Tortura, sequestro di persona, rapina, lesioni personali e persecuzione della donna con cui conviveva. Di questi reati è stato ritenuto colpevole G.M., un manduriano di 44 anni condannato a 4 anni e 10 mesi di carcere. La pena gli è stata inflitta ieri dal giudice delle udienze preliminari, Francesco Maccagnano al termine del processo svolto con il rito abbreviato. L’uomo che è stato difeso dall’avvocato Lorenzo Bullo, era stato arrestato ad ottobre scorso dopo la denuncia della sua compagna che agli agenti della polizia di Stato del locale commissariato aveva raccontato di essere stata sequestrata in casa per circa un’ora e mezza dall’imputato che l’aveva picchiata con schiaffi in pieno volto e sulle orecchie e sferrato calci sui fianchi.

**Contenuto dei dati**
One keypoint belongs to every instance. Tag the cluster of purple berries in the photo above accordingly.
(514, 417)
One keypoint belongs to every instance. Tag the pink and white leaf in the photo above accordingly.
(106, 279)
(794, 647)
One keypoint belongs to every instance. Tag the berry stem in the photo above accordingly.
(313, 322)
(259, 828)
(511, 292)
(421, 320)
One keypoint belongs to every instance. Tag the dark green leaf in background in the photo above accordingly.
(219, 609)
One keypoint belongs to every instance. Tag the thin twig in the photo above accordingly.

**Il tuo compito**
Prosegui l'articolo sulla condanna del quarantaquattrenne di Manduria, riprendendo subito dopo l'ultima frase.

**Risposta al compito**
Quello denunciato dalla donna, anche lei manduriana, sarebbe stato uno dei tanti episodi di violenza subiti dal compagno prima di decidere di raccontare tutto alla polizia. Per questo il 44enne con precedenti di violenze su un'altra donna, era stato arrestato su ordine del gip Benedetto Ruberto che aveva accolto la richiesta del pubblico ministero Francesco Ciardo.
Nel corso del processo concluso ieri con la condanna (il pubblico ministero Natale aveva chiesto 8 anni di reclusione), sono emersi i particolari dei racconti dettagliati della donna con la quale l’indagato aveva intrapreso una relazione sentimentale complicata. Una convivenza turbolenta durata pochi mesi sino all’ultimo episodio in cui la vittima sarebbe stata sequestrata dall’uomo che ospitava in casa non avendo quest’ultimo una fissa dimora.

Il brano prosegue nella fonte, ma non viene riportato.